To mark World No Tobacco Day 31 May 2018, Celebrity Angels catches up with Dr Lizzie Kershaw-Yates who provides her top tips for kicking the habit—for good.
Q. What is the best way to begin to quit smoking?
Dr Kershaw-Yates: The best way to begin to quit smoking is to have a plan mapped out. 90 percent of people, who initially try to quit smoking, try to do it with no outside support—although only around five to seven percent of people are able to quit on their own. Be realistic about your goals and research the support and tools that are out there—including nicotine replacement therapy, medication and behavioural therapy.
Q. How important is it to have support along the journey?
Dr KY: Very important—access to tools and support increases your chances of successfully quitting. One great way to do this is Stoptober, which is a great annual public health campaign that provides support and advice for those trying to give up smoking. You can sign up for texts and emails throughout the month, which encourage you to complete the 28 days.
Q. How can smokers start to cut down?
Dr KY: There are lots of small things that can be done to help cut down on cigarettes. You could start by downloading a ‘quit smoking’ app on your phone. Some apps can tell you, day by day, how much money you have saved and how much better your body is doing, which can help to motivate yourself to quit. You can also create an ‘action plan’ for dealing with some of your worst cravings—think about taking yourself for a walk, or avoiding food and drinks that make you crave cigarettes—such as alcohol.
Q. Why is it so important to give up smoking?

EXCERPTED DATA:
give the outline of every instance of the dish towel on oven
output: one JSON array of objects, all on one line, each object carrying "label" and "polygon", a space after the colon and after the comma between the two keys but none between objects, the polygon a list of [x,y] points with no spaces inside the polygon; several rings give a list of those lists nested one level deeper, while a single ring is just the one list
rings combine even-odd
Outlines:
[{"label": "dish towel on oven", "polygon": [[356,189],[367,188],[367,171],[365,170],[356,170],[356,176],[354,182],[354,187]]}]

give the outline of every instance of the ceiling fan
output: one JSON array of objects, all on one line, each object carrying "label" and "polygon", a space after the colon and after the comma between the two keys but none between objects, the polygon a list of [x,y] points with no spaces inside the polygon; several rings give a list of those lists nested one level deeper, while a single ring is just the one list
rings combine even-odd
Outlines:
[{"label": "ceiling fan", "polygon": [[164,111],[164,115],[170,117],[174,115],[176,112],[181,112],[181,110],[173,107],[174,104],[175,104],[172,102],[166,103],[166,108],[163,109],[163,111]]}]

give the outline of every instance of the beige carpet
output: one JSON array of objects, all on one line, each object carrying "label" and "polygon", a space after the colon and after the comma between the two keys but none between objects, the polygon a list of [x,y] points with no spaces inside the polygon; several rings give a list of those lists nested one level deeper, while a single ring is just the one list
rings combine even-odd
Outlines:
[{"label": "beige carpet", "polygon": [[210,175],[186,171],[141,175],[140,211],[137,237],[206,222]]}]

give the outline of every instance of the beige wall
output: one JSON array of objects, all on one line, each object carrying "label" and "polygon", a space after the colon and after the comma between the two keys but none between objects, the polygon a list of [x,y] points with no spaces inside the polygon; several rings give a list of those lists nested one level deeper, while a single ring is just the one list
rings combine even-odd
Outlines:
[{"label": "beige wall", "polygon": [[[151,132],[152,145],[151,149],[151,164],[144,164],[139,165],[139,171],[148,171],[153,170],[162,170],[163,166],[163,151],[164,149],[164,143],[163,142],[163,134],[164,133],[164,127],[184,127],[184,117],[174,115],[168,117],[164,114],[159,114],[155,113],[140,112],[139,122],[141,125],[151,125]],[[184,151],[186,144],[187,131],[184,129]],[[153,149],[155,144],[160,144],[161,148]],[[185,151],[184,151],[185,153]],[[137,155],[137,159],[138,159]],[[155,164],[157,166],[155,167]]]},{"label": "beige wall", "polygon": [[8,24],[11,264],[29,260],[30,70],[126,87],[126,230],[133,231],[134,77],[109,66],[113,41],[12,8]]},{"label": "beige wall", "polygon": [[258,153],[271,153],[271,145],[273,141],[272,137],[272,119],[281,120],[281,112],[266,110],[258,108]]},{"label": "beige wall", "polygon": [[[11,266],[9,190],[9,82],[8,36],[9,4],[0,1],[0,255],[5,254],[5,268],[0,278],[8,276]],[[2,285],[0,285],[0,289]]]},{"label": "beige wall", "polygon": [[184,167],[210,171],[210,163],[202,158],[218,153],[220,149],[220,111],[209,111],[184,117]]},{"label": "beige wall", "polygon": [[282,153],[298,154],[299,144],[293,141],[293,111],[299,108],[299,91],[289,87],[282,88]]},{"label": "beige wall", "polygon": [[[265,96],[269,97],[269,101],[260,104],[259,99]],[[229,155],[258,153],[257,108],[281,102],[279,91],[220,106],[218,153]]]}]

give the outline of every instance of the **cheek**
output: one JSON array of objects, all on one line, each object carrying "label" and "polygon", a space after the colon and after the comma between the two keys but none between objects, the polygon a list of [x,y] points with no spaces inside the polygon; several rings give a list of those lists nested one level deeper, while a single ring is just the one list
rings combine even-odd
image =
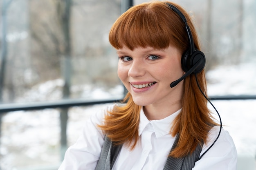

TASK PROMPT:
Quote the passage of the smoking-cessation interview between "To mark World" and "along the journey?", inclusive. The items have no connection to the smoking-cessation interview.

EXPECTED OUTPUT:
To mark World No Tobacco Day 31 May 2018, Celebrity Angels catches up with Dr Lizzie Kershaw-Yates who provides her top tips for kicking the habit—for good.
Q. What is the best way to begin to quit smoking?
Dr Kershaw-Yates: The best way to begin to quit smoking is to have a plan mapped out. 90 percent of people, who initially try to quit smoking, try to do it with no outside support—although only around five to seven percent of people are able to quit on their own. Be realistic about your goals and research the support and tools that are out there—including nicotine replacement therapy, medication and behavioural therapy.
Q. How important is it to have support along the journey?